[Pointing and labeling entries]
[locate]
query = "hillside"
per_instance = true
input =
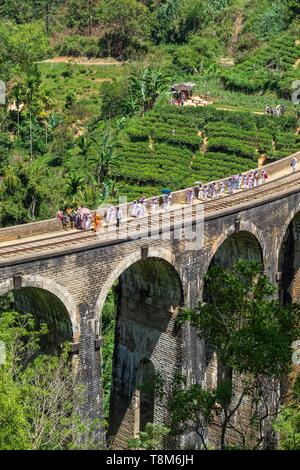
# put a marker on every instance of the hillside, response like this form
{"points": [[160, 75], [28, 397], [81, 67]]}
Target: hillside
{"points": [[87, 116]]}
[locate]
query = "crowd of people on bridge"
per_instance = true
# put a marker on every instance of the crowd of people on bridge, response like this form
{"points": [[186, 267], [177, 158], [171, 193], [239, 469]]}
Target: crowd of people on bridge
{"points": [[82, 218]]}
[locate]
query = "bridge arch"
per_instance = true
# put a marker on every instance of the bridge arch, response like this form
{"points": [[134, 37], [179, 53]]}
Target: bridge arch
{"points": [[158, 253], [147, 299], [247, 231], [47, 287]]}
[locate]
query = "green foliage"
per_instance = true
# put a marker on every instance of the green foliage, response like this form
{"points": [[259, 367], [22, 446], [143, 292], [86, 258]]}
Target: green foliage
{"points": [[270, 68], [246, 328], [128, 24], [39, 399], [251, 334], [21, 46], [150, 439], [108, 332], [273, 20], [288, 421], [198, 56]]}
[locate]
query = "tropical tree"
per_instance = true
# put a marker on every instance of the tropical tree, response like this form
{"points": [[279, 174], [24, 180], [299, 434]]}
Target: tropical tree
{"points": [[106, 158], [75, 183], [84, 144], [145, 87], [127, 22], [17, 94]]}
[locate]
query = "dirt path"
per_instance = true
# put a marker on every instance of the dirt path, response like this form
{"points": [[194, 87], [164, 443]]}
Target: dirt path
{"points": [[80, 61]]}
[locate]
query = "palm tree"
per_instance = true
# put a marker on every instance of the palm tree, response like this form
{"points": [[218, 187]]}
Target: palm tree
{"points": [[84, 144], [106, 159], [75, 183], [145, 86], [17, 95], [11, 180]]}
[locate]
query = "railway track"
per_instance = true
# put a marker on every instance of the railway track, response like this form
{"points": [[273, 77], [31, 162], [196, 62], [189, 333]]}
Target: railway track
{"points": [[277, 187]]}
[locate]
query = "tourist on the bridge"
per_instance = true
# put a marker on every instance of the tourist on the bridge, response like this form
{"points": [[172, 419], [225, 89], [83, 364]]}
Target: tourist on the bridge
{"points": [[251, 180], [110, 215], [133, 212], [169, 201], [264, 176], [154, 205], [77, 220], [240, 180], [165, 201], [143, 202], [222, 188], [97, 222], [71, 216], [119, 216], [60, 218], [294, 163], [139, 209], [190, 196]]}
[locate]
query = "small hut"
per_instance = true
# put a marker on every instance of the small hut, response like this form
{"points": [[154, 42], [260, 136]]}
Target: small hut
{"points": [[183, 91]]}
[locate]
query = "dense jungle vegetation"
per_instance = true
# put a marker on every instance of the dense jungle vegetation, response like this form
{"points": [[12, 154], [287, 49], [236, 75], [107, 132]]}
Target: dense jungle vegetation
{"points": [[86, 118], [71, 130]]}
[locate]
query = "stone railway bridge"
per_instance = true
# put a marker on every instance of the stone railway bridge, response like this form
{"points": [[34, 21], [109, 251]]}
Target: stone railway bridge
{"points": [[68, 282]]}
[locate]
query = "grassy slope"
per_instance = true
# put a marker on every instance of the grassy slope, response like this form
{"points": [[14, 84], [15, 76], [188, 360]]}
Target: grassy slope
{"points": [[150, 154]]}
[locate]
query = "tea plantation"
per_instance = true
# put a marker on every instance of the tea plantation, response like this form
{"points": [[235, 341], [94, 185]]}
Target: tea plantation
{"points": [[175, 147]]}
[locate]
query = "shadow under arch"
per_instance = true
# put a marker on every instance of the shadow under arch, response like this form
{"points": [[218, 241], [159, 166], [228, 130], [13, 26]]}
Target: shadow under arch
{"points": [[149, 297], [53, 306], [289, 261], [238, 245]]}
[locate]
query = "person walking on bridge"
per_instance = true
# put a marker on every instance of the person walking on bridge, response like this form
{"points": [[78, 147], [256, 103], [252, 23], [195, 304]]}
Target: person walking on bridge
{"points": [[119, 216], [294, 163]]}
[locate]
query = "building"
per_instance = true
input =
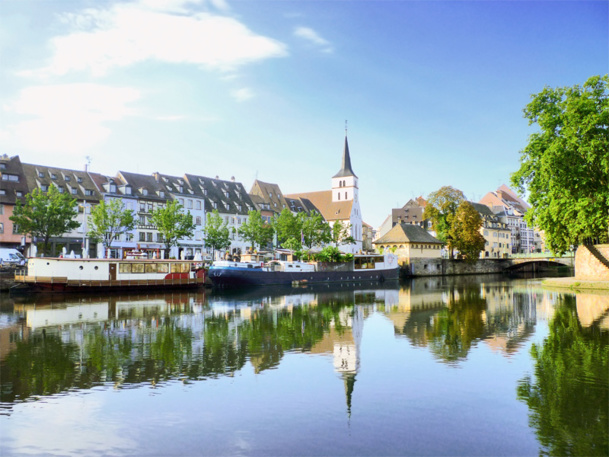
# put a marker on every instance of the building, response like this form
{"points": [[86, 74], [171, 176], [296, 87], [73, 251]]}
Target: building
{"points": [[191, 198], [511, 210], [13, 188], [410, 241], [341, 204], [111, 189], [79, 185], [149, 196], [496, 233], [232, 202]]}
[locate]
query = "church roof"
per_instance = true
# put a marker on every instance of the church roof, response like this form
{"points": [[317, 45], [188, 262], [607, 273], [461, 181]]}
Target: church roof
{"points": [[407, 233], [322, 200], [346, 169]]}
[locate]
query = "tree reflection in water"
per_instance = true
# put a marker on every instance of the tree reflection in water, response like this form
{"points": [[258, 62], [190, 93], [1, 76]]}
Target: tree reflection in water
{"points": [[160, 348], [569, 395]]}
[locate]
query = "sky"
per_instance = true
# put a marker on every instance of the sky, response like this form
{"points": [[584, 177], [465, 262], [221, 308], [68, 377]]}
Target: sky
{"points": [[432, 91]]}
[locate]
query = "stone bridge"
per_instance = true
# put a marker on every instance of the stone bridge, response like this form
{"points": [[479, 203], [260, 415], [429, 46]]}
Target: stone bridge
{"points": [[515, 263]]}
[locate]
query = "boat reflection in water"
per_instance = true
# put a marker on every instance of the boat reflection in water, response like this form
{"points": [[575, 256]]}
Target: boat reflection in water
{"points": [[284, 355]]}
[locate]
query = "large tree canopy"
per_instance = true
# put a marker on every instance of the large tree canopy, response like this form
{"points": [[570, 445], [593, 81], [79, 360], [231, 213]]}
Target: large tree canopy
{"points": [[441, 208], [44, 215], [109, 220], [172, 223], [565, 166]]}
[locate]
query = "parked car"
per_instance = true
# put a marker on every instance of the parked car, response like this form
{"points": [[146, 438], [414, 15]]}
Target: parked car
{"points": [[11, 257]]}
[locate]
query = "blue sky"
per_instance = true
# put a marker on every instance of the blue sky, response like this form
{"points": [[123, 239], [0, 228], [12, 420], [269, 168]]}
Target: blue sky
{"points": [[433, 91]]}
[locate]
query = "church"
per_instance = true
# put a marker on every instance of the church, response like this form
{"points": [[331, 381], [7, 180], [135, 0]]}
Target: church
{"points": [[341, 203]]}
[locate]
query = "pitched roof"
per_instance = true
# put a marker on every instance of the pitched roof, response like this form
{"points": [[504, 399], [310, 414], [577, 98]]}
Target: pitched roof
{"points": [[75, 182], [12, 180], [346, 169], [407, 233], [322, 201]]}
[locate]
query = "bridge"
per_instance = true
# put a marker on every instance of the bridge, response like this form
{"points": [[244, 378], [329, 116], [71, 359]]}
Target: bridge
{"points": [[538, 261]]}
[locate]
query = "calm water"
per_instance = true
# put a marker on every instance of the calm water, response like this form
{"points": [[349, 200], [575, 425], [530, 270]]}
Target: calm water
{"points": [[466, 366]]}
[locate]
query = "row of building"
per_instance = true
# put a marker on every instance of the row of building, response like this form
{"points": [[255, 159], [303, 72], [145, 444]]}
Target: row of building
{"points": [[404, 230]]}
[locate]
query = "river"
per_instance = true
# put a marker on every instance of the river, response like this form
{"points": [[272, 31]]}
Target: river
{"points": [[465, 366]]}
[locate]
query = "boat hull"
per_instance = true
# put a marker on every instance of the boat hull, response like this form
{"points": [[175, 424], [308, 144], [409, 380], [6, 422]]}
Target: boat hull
{"points": [[225, 277]]}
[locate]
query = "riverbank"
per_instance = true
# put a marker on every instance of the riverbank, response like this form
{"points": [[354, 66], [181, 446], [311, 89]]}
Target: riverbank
{"points": [[574, 283]]}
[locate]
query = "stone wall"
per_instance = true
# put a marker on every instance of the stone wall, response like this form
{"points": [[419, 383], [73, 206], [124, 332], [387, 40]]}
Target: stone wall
{"points": [[441, 267], [588, 267]]}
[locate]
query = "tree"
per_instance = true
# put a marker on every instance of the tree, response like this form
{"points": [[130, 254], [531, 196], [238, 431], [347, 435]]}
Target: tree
{"points": [[216, 234], [45, 215], [315, 230], [288, 228], [565, 166], [108, 221], [441, 209], [173, 224], [341, 234], [256, 230], [465, 232]]}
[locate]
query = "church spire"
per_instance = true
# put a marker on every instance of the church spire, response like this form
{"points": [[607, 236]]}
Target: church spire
{"points": [[346, 169]]}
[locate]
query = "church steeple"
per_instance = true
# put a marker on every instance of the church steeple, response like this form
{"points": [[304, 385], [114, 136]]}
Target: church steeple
{"points": [[346, 169]]}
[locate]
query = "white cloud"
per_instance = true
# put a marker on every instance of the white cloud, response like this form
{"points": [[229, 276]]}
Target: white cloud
{"points": [[67, 118], [313, 37], [128, 33], [242, 95]]}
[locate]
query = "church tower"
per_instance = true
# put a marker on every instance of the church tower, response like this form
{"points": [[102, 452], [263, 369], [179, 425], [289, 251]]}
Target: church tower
{"points": [[344, 183]]}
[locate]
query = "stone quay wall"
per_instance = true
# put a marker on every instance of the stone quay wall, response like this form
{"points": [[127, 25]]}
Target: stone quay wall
{"points": [[588, 267], [448, 267]]}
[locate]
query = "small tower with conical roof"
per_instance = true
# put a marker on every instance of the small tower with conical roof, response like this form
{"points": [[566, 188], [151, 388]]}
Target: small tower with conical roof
{"points": [[344, 183]]}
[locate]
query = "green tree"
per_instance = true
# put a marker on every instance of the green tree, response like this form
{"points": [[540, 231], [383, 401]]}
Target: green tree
{"points": [[316, 231], [173, 224], [565, 165], [44, 215], [288, 228], [441, 208], [216, 234], [341, 234], [465, 232], [108, 221], [256, 230]]}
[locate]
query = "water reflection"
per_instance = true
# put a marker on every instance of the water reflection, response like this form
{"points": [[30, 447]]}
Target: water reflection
{"points": [[568, 396], [58, 346]]}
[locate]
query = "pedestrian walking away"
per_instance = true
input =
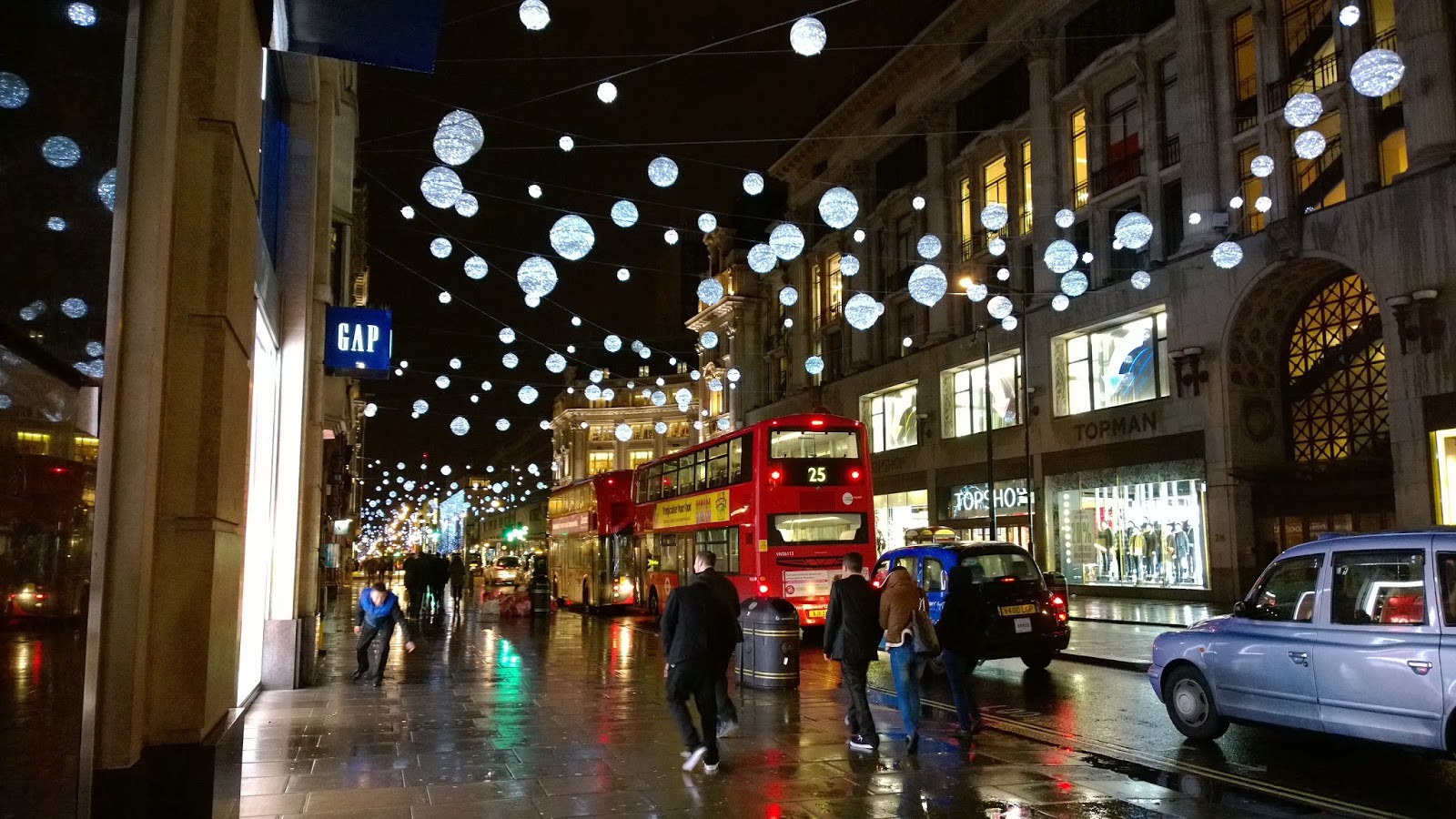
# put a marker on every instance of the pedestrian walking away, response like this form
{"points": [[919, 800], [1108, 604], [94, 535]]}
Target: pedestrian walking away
{"points": [[696, 632], [725, 596], [376, 618], [961, 632], [897, 605], [852, 637], [456, 581]]}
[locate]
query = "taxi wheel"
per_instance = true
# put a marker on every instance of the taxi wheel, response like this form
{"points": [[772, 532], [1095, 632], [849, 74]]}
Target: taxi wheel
{"points": [[1037, 662], [1190, 704]]}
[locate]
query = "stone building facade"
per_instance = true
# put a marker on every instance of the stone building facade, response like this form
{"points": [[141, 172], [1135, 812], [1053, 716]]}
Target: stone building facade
{"points": [[1159, 436]]}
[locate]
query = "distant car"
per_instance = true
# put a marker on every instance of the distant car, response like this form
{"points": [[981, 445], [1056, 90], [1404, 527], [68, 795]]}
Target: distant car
{"points": [[507, 571], [28, 599], [1343, 636], [1026, 610]]}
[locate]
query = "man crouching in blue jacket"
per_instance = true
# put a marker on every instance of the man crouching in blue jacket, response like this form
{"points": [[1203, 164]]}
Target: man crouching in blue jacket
{"points": [[378, 617]]}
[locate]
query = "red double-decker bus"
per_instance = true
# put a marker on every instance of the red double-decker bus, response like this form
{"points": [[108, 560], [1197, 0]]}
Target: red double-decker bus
{"points": [[779, 503], [590, 551]]}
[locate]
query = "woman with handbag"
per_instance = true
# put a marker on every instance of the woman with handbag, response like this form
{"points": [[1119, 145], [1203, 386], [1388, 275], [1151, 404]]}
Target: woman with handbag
{"points": [[905, 617]]}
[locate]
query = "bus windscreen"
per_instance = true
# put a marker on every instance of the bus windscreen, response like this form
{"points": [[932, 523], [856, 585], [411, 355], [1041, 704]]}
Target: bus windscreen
{"points": [[803, 443]]}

Your task
Extract every line from the records above that contains the word "vegetation", matching case exactly.

Answer to the problem
query = "dense jungle vegetation"
# put a marker on every instance of the dense jungle vegetation, response like this form
Target: dense jungle vegetation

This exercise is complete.